● GOAL OF THE EXERCISE
Reproduce the listing exactly, with no pictures in your copy.

* * * * * * * * *

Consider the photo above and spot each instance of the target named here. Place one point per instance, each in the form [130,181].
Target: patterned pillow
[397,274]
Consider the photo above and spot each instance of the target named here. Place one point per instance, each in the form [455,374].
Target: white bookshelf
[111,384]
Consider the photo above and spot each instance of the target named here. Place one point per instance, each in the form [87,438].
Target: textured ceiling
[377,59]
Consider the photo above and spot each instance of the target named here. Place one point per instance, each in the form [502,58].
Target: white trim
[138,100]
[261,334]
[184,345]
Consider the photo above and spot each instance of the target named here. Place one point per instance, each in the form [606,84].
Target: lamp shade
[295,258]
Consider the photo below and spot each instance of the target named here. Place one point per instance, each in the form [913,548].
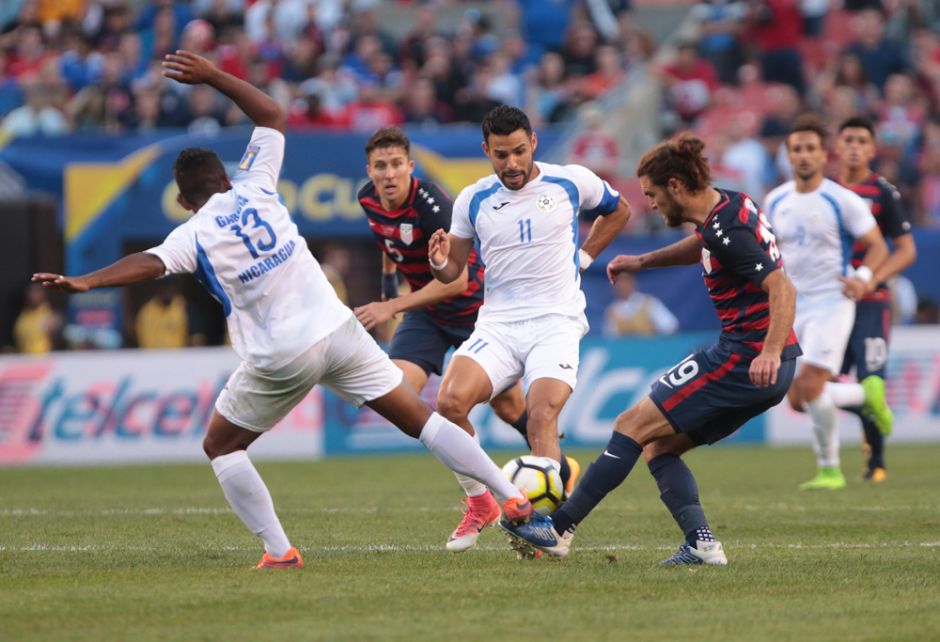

* * * * * * * * *

● RESPONSE TO THIS EXERCISE
Consider the photo above and spot each instance of the target named here. Place one point per instance, each in the form [130,181].
Target: patterned pillow
[397,274]
Consider the photo above and spot each instance of the target named here. Place one point per instance, each in the form [455,374].
Target: white bookshelf
[111,384]
Consider the photo above and spot each instance of the target named here. Place one point per instance, each in the form [87,438].
Target: textured ceiling
[377,59]
Consider the photo above and spot each instance of the target named here. Place one point per instance, each in the form [502,58].
Target: white trim
[138,100]
[261,334]
[184,345]
Consider the photo above and spot each instance of the target named here. Place one point per instance, each in the form [606,84].
Target: lamp shade
[295,258]
Consider the photo below and spot each instance of the target named here. Place one point per instance, each in the form [913,548].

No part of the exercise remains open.